— EXERCISE PROMPT —
Reproduce everything from the line containing "segment the yellow safety jacket" down to the end of the entries, both ends included, without changing a character.

— EXTRACTED MATERIAL —

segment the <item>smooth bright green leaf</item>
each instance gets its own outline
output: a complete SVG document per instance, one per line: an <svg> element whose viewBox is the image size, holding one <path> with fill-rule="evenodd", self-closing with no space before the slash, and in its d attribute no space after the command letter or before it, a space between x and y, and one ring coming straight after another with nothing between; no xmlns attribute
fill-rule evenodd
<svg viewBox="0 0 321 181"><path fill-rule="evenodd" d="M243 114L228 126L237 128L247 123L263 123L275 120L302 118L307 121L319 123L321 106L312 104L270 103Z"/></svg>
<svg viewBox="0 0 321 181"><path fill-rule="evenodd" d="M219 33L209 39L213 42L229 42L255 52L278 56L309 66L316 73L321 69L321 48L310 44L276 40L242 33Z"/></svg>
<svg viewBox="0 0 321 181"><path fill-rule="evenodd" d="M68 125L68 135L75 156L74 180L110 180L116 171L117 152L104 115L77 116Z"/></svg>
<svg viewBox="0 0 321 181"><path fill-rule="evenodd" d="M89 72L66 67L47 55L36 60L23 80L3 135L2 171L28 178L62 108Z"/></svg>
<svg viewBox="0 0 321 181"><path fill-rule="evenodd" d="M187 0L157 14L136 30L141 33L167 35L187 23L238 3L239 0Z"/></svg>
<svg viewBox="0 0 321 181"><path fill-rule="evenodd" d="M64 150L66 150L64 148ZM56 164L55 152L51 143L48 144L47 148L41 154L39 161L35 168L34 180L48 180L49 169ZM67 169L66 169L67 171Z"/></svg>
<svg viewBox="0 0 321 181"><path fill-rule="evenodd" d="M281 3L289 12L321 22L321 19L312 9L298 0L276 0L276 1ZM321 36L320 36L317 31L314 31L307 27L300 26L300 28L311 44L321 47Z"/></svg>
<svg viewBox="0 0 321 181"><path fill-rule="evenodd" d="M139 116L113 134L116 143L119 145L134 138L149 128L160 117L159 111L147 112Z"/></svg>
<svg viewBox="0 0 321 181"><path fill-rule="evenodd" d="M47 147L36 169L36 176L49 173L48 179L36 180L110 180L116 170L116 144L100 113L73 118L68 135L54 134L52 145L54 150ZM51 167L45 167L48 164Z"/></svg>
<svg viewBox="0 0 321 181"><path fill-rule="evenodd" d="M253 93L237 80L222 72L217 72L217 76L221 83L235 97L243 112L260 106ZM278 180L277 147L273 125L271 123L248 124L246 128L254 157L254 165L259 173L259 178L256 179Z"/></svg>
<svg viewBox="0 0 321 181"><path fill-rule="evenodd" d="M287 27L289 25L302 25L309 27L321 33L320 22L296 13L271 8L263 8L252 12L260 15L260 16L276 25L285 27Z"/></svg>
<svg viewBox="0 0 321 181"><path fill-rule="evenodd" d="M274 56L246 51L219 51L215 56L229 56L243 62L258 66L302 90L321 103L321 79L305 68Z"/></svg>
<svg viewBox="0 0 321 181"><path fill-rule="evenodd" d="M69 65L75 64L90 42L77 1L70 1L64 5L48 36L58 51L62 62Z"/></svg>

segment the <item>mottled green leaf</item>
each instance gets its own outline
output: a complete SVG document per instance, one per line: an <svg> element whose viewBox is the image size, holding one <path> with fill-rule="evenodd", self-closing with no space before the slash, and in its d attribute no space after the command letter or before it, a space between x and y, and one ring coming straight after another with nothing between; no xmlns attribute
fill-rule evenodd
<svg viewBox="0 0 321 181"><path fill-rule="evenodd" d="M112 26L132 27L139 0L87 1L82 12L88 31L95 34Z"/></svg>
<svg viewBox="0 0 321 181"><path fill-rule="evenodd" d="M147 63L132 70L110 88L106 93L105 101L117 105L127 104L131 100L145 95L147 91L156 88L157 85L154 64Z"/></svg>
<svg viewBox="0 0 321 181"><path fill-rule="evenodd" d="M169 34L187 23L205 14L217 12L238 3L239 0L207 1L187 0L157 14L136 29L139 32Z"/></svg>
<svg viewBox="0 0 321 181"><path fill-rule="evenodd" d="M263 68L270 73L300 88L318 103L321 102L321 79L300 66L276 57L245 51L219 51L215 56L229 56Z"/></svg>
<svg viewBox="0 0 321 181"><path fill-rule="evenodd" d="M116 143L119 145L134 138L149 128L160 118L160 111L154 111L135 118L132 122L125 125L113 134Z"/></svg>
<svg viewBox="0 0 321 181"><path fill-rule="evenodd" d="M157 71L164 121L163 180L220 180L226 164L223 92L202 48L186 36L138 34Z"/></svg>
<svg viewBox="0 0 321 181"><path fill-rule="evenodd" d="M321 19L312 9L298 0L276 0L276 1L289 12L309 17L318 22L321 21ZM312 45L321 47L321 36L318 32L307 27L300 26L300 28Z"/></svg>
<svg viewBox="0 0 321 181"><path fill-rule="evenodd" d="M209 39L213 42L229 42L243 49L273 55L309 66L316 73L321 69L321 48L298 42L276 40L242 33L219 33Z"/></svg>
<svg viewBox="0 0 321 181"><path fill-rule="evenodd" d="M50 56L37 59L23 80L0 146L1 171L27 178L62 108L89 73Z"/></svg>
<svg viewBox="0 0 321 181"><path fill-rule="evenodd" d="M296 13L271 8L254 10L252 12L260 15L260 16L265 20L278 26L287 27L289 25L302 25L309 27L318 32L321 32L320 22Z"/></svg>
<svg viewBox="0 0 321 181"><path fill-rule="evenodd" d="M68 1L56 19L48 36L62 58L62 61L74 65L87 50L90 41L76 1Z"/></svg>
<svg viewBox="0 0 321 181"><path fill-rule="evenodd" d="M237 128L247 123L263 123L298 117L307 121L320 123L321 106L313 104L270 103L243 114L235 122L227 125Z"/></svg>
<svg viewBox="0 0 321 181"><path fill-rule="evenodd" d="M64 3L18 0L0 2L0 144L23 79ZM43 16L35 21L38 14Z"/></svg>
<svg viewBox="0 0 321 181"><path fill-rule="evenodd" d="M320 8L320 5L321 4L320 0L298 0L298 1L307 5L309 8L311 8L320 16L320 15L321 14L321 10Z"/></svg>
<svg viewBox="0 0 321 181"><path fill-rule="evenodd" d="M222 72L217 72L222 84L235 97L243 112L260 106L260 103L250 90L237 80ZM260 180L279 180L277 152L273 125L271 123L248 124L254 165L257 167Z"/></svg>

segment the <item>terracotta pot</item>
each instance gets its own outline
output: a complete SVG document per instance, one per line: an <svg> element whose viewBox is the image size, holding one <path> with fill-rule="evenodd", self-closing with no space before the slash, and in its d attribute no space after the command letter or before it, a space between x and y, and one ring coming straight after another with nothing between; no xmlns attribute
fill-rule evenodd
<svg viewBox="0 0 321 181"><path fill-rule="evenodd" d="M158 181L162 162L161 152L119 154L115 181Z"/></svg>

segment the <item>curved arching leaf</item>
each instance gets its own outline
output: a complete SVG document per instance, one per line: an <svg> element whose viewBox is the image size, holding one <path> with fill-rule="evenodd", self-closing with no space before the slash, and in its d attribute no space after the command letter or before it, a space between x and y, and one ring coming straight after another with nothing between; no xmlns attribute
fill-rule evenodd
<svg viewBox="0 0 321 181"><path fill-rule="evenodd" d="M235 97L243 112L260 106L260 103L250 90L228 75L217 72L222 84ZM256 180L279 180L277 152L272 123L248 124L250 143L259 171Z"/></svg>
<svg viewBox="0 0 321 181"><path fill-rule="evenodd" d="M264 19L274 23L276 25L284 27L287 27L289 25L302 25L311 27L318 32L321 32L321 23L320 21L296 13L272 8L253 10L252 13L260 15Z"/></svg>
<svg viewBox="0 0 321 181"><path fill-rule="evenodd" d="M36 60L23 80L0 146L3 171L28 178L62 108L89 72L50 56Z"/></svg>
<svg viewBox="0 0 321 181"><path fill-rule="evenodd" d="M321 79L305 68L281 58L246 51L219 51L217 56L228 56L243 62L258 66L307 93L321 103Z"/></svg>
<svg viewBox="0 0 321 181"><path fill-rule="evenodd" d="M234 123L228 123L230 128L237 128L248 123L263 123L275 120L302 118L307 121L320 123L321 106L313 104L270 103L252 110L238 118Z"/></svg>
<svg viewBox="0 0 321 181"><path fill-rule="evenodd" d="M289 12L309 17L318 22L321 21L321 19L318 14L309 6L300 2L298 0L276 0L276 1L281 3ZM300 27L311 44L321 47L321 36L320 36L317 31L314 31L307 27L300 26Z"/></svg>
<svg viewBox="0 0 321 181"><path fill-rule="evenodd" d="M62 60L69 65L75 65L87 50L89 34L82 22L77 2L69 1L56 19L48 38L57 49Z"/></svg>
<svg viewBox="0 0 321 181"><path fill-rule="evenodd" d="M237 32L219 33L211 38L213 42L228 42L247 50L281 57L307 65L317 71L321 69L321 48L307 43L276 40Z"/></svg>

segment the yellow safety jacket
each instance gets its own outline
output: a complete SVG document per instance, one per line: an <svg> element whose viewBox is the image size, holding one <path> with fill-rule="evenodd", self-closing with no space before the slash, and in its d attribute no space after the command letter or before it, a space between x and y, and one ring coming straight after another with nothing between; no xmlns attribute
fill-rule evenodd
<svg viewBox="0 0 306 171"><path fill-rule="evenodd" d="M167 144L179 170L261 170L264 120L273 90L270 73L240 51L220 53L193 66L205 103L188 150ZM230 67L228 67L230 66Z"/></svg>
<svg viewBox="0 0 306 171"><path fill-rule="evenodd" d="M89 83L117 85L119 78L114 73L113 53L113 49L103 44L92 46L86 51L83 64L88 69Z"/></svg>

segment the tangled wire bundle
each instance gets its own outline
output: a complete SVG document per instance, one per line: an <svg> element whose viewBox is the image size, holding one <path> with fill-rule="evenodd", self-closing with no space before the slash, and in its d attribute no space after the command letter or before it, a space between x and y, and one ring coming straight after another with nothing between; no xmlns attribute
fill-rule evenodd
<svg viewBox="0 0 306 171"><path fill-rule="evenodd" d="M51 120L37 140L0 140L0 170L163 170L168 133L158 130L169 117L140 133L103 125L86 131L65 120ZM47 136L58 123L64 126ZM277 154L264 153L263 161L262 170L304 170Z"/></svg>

— COMPLETED TASK —
segment the yellow safety jacket
each instance gets its own outline
output: a complete SVG document per instance, one per line: an <svg> element whose viewBox is the image size, holding one <path> with fill-rule="evenodd", self-closing with no space before the slash, and in its d attribute no space after the command letter or before it, a space between x and y, and one ring coming straight after another with nothing between; no xmlns attribute
fill-rule evenodd
<svg viewBox="0 0 306 171"><path fill-rule="evenodd" d="M167 144L179 170L261 170L264 120L273 90L270 73L240 51L220 53L193 66L205 103L188 150ZM230 67L228 67L230 66Z"/></svg>
<svg viewBox="0 0 306 171"><path fill-rule="evenodd" d="M89 83L117 85L119 78L114 73L113 53L113 49L103 44L92 46L86 51L83 64L88 69Z"/></svg>

segment the tangled wire bundle
each instance gets its own outline
output: a complete SVG document per instance, one per line: an <svg> element whose viewBox is the image size, holding one <path> with fill-rule="evenodd", self-closing with no space before the slash, and in its d attribute no space after the command letter or before it, a space between x and y, and one ring coming straight after another with nothing between; no xmlns attribute
fill-rule evenodd
<svg viewBox="0 0 306 171"><path fill-rule="evenodd" d="M51 120L37 140L0 140L0 170L163 170L168 133L158 130L169 117L140 133L103 125L86 131L65 120ZM47 136L58 123L64 126ZM277 154L264 153L263 161L262 170L304 170Z"/></svg>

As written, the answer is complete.